• WHAT IS NEEDED
The reply should contain all of the data below, word for word.
:::::
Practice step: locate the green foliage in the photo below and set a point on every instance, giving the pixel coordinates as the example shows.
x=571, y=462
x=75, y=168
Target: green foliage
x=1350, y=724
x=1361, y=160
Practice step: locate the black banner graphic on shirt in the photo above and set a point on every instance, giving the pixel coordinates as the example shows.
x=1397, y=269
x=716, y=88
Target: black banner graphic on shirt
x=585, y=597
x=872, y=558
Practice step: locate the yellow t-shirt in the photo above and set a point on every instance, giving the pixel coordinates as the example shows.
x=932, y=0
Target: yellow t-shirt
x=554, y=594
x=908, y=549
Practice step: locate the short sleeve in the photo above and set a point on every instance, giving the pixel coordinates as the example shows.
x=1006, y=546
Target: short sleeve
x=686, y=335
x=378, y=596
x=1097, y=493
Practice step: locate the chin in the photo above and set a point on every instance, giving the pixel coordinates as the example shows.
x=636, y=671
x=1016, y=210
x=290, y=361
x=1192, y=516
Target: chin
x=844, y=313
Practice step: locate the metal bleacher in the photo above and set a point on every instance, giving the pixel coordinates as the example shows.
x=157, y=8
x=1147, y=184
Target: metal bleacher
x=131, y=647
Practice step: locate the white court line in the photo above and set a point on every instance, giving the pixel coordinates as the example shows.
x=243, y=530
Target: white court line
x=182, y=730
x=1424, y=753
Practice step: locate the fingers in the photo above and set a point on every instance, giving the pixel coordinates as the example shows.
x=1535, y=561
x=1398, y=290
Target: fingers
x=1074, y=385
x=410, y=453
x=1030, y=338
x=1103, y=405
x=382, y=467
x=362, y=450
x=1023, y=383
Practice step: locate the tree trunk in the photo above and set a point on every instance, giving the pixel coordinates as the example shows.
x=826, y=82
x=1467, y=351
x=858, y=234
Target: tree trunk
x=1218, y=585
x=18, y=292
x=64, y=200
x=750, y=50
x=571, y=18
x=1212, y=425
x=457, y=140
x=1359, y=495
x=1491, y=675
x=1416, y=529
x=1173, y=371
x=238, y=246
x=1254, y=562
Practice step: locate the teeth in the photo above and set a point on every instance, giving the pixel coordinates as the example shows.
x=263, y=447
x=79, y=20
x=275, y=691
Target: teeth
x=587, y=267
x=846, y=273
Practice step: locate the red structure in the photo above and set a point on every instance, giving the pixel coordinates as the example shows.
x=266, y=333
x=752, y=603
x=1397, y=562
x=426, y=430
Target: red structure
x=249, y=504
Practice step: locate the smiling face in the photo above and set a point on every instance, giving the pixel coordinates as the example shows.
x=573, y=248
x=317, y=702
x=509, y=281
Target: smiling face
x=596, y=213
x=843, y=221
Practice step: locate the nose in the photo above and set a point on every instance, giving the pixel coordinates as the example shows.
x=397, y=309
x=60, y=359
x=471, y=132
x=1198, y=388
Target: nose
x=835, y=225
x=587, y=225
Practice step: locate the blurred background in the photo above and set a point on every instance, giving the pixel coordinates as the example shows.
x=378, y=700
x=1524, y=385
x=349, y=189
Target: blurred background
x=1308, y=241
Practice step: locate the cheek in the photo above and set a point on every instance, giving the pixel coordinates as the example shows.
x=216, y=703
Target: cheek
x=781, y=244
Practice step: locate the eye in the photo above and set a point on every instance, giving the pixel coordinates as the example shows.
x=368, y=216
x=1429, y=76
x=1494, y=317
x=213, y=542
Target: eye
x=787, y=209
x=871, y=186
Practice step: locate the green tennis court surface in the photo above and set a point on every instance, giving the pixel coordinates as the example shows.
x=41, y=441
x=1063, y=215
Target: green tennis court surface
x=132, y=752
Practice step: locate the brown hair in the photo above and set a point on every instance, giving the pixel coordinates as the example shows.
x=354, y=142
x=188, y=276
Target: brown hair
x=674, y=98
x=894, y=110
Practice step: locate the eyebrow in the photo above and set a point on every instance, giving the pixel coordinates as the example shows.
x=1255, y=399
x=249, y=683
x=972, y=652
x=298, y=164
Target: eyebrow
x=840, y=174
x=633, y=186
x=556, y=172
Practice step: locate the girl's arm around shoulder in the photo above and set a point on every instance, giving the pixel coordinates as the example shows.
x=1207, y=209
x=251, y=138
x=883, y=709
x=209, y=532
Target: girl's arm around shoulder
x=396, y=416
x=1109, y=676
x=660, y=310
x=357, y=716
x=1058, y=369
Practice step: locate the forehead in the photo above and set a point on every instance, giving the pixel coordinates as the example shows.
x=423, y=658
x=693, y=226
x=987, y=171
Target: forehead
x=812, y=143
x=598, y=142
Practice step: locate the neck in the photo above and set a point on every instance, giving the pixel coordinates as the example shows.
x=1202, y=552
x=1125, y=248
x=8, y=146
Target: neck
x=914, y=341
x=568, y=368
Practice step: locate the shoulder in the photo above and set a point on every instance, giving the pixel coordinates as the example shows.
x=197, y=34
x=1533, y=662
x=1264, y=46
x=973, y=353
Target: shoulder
:::::
• EXPECTED ANSWER
Practice step: locate the green foliage in the photo below and set a point on every instance, giving the pixel coordinates as the example shows.
x=571, y=462
x=75, y=168
Target: green foliage
x=1350, y=724
x=1361, y=160
Practice step: locate the black banner graphic on shirt in the photo above and set a point on every instance, giving the pixel coordinates as the example shows.
x=1397, y=269
x=716, y=88
Target: black banner graphic on shirt
x=585, y=597
x=872, y=558
Practice step: locate the yellow t-shirt in the photo above and set a point on every instance, giving the pixel coordinates as the example shows.
x=932, y=0
Target: yellow t-shirt
x=554, y=594
x=908, y=549
Practice step: locate the short sleeve in the photo above and set a point on every instance, giving the pixel coordinates as the example shows.
x=1006, y=546
Target: short sleeve
x=686, y=335
x=378, y=596
x=1097, y=493
Practice step: locate the chin in the photo above and set a point on every instance, giving the pixel coordinates as the example shows.
x=636, y=671
x=1016, y=210
x=290, y=361
x=1192, y=516
Target: chin
x=844, y=313
Practice step: locate the metal bleacher in the photo above and set a point on every instance, giving the pixel coordinates as the example shows.
x=157, y=8
x=1147, y=184
Target: metal bleacher
x=131, y=647
Practice step: locate the white court line in the photo above and set a point on every instance, giving the pixel coordinates as the example shows.
x=243, y=530
Target: white court line
x=182, y=730
x=1424, y=753
Practice step: locate the fingers in the photo above and set a point on every instance, giving the pixel coordinates as the example shows.
x=1535, y=561
x=1398, y=290
Target: fingers
x=1074, y=385
x=410, y=453
x=1030, y=338
x=1103, y=405
x=382, y=467
x=362, y=450
x=1023, y=383
Practice step: locate the tree trunk in the photo above and set a point on every instance, giving the pixel coordinates as the example shows.
x=826, y=82
x=1467, y=351
x=858, y=234
Target: tree trunk
x=1218, y=585
x=18, y=292
x=64, y=200
x=750, y=50
x=571, y=18
x=1212, y=425
x=457, y=140
x=1359, y=495
x=1491, y=675
x=1416, y=529
x=1173, y=371
x=238, y=246
x=1254, y=562
Practice step: locate the teeth in the photo above and set a point on every instance, giving the pixel coordinates as the example shows.
x=263, y=447
x=79, y=20
x=275, y=691
Target: teeth
x=587, y=267
x=846, y=273
Practice step: locate the red structure in the photo above and set a point on every instance, giving the pixel coordinates as the example shows.
x=266, y=333
x=752, y=603
x=1397, y=562
x=426, y=430
Target: red structure
x=249, y=504
Practice step: locate the smiling face in the photo above and set a point on every instance, giving the pixel coordinates as the example shows.
x=573, y=248
x=317, y=702
x=509, y=281
Target: smiling face
x=596, y=213
x=843, y=221
Practice step: locate the nose in the photo above and set a point on every instance, giving the pixel coordinates as the example shows.
x=397, y=309
x=60, y=359
x=471, y=132
x=1198, y=388
Target: nose
x=835, y=225
x=587, y=225
Practice step: locate the blurred background in the photo above and set a point on every instance, giving the pixel coordinates as the example shows.
x=378, y=700
x=1524, y=385
x=349, y=189
Target: blurred background
x=1308, y=241
Practice step: locate the cheek in the photo above and set a point on every instance, giving the pixel coordinates as the example shows.
x=216, y=703
Target: cheek
x=781, y=244
Practice step: locate the eye in the photo above and set a point on every instance, giving the pixel coordinates as the example shows.
x=368, y=216
x=1429, y=76
x=1494, y=317
x=213, y=542
Target: eye
x=787, y=209
x=871, y=186
Practice step: locate the green tennis court surface in the photo above and set a point on every instance, giving the pixel coordinates as the example shows.
x=41, y=441
x=1063, y=215
Target: green tennis court surface
x=132, y=752
Practice step: locate the brown hair in the photo above and set a point on every instance, giving the pixel coordinates as the example shows.
x=354, y=142
x=188, y=276
Target: brown hair
x=674, y=98
x=894, y=110
Practice step: locate the eyebrow in the photo above and set a point on every instance, giving the pixel coordinates as the example shows.
x=1255, y=399
x=249, y=683
x=972, y=652
x=298, y=164
Target: eyebrow
x=840, y=174
x=633, y=186
x=556, y=172
Practice step: locate the girl's arm around shoulder in the photo above and set a point on every instance, giving the pixel coordinates as the example shows.
x=1207, y=209
x=251, y=138
x=883, y=709
x=209, y=532
Target: girl's arm around shoulder
x=396, y=416
x=1109, y=676
x=660, y=310
x=357, y=716
x=1058, y=369
Practice step: locate the forehead in the photo above and set a point on every instance, giving the pixel coordinates as the example shows.
x=423, y=658
x=693, y=226
x=987, y=171
Target: forehead
x=812, y=143
x=598, y=142
Practice step: locate the neck in the photo above and set a point on every instance, giving the pixel coordinates as the example shows.
x=1202, y=552
x=1125, y=248
x=8, y=146
Target: neck
x=914, y=341
x=568, y=368
Practice step: locate the shoulder in the photo above and set a point on every instance, giving the pixel coordinates as the example shows.
x=197, y=34
x=1533, y=662
x=1264, y=46
x=973, y=353
Target: shoulder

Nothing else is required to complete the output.